The problem
Nothing but the lines from the one containing "Referring to the image provided, outline the leafy" through the final line of the listing should appear in the answer, each exactly as written.

# # # #

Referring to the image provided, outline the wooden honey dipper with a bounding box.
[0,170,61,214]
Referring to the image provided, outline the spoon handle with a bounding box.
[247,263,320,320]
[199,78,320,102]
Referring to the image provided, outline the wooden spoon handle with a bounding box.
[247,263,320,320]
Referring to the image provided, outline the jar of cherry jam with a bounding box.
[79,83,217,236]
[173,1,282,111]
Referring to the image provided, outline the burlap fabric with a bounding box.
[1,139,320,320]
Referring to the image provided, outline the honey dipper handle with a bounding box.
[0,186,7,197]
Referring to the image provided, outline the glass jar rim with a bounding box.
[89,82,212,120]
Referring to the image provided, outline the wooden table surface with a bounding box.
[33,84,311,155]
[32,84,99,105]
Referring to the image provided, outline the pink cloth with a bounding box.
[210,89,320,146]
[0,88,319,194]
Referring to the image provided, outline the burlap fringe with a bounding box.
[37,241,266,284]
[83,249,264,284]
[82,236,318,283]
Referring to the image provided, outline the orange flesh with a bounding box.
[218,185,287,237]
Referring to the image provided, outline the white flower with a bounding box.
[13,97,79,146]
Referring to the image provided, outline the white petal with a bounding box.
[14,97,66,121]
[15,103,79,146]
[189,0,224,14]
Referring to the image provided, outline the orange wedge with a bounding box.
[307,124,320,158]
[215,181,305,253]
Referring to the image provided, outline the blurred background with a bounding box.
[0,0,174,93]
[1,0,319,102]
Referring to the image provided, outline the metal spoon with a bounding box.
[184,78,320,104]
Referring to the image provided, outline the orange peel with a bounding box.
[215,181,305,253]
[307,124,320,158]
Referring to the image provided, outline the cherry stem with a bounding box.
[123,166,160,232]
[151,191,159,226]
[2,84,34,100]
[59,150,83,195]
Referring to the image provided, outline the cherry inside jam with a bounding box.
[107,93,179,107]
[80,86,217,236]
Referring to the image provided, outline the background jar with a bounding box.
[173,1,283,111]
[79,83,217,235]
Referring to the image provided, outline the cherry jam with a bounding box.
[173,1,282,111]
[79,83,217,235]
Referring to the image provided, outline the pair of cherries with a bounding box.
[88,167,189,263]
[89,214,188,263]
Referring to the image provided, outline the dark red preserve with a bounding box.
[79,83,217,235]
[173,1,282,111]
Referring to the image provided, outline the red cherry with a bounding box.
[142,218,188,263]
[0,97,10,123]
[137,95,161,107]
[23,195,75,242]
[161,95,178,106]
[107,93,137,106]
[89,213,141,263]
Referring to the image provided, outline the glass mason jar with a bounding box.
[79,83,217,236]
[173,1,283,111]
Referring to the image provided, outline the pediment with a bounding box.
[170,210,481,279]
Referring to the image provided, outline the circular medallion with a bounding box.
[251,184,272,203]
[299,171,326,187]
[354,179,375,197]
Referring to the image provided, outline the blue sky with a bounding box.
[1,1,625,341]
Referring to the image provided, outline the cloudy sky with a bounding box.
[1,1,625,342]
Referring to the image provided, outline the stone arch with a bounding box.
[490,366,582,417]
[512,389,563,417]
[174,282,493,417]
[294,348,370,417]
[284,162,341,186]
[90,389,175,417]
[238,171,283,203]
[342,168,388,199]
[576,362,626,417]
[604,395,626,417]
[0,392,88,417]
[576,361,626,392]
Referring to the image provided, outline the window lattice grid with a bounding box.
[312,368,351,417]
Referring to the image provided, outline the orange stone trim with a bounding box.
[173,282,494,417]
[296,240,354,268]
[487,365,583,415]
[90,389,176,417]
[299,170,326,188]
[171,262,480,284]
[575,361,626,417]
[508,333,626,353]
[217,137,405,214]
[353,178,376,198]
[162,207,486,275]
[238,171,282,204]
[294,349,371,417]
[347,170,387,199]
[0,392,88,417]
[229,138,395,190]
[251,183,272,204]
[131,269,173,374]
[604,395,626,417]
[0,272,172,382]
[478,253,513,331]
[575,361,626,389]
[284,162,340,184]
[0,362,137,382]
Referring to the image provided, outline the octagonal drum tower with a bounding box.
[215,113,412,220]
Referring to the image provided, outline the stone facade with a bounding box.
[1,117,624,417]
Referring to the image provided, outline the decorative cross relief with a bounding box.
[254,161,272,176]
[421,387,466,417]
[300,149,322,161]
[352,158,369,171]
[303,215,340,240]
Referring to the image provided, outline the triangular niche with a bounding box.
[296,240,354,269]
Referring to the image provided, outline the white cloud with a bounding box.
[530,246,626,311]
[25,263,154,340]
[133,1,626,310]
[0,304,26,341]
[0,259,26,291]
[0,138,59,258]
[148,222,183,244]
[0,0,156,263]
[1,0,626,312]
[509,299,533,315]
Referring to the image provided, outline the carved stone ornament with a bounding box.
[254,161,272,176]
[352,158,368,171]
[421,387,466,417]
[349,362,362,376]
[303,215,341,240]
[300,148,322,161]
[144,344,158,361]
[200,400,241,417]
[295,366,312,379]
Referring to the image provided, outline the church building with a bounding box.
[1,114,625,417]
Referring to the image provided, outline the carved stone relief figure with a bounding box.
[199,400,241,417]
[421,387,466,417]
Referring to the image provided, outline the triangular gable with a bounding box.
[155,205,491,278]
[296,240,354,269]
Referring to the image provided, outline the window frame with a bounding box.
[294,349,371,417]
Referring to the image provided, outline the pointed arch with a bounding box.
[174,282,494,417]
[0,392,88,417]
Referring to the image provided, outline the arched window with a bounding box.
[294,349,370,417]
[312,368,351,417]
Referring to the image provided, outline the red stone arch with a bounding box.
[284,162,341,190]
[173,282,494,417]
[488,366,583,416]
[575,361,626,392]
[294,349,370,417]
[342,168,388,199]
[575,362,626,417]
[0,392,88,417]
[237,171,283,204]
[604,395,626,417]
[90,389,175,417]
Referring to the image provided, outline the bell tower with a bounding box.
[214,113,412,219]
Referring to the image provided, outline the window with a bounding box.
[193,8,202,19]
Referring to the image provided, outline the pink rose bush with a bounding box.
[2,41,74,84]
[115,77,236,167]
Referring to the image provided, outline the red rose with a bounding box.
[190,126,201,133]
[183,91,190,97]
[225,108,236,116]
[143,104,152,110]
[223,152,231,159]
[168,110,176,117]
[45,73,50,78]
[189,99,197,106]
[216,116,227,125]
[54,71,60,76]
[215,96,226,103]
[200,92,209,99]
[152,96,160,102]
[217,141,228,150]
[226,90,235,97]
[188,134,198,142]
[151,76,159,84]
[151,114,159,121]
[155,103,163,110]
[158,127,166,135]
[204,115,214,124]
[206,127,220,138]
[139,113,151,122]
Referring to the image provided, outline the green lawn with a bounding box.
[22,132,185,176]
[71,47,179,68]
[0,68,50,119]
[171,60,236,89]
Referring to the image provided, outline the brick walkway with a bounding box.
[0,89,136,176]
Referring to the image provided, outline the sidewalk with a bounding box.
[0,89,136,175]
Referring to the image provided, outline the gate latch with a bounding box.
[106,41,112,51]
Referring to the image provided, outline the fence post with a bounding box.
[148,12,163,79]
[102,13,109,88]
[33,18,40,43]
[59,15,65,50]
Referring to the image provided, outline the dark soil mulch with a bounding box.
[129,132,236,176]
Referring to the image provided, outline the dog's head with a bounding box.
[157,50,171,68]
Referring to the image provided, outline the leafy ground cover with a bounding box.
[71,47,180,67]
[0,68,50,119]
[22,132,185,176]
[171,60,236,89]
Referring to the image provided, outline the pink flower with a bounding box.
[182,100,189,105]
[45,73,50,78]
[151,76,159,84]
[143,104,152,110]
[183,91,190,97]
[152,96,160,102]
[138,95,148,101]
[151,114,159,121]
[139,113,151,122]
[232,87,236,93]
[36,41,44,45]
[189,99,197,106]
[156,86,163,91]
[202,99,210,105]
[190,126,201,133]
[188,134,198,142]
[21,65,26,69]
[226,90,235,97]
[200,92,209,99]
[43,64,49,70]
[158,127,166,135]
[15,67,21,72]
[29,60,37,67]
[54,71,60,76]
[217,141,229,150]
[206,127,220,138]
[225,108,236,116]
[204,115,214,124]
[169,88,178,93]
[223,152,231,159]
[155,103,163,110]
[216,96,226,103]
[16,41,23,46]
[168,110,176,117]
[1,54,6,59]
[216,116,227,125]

# # # #

Response area
Referring to the image provided, outline the leafy ground cover with a bounding box.
[71,47,180,67]
[0,68,50,119]
[22,132,185,176]
[171,60,236,89]
Referring to the image provided, outline the pink flower with a bounding box.
[182,100,189,105]
[45,73,50,78]
[151,76,159,84]
[143,104,152,110]
[183,91,190,97]
[152,96,160,102]
[138,95,148,101]
[151,114,159,121]
[139,113,151,122]
[232,87,236,93]
[36,41,44,45]
[189,99,197,106]
[156,86,163,91]
[202,99,210,105]
[190,126,201,133]
[188,134,198,142]
[21,65,26,69]
[226,90,235,97]
[200,92,209,99]
[43,64,49,70]
[158,127,166,135]
[15,67,21,72]
[29,60,37,67]
[54,71,60,76]
[217,141,229,150]
[206,127,220,138]
[225,108,236,116]
[204,115,214,124]
[169,88,178,93]
[223,152,231,159]
[155,103,163,110]
[216,96,226,103]
[16,41,23,46]
[168,110,176,117]
[1,54,6,59]
[216,116,227,125]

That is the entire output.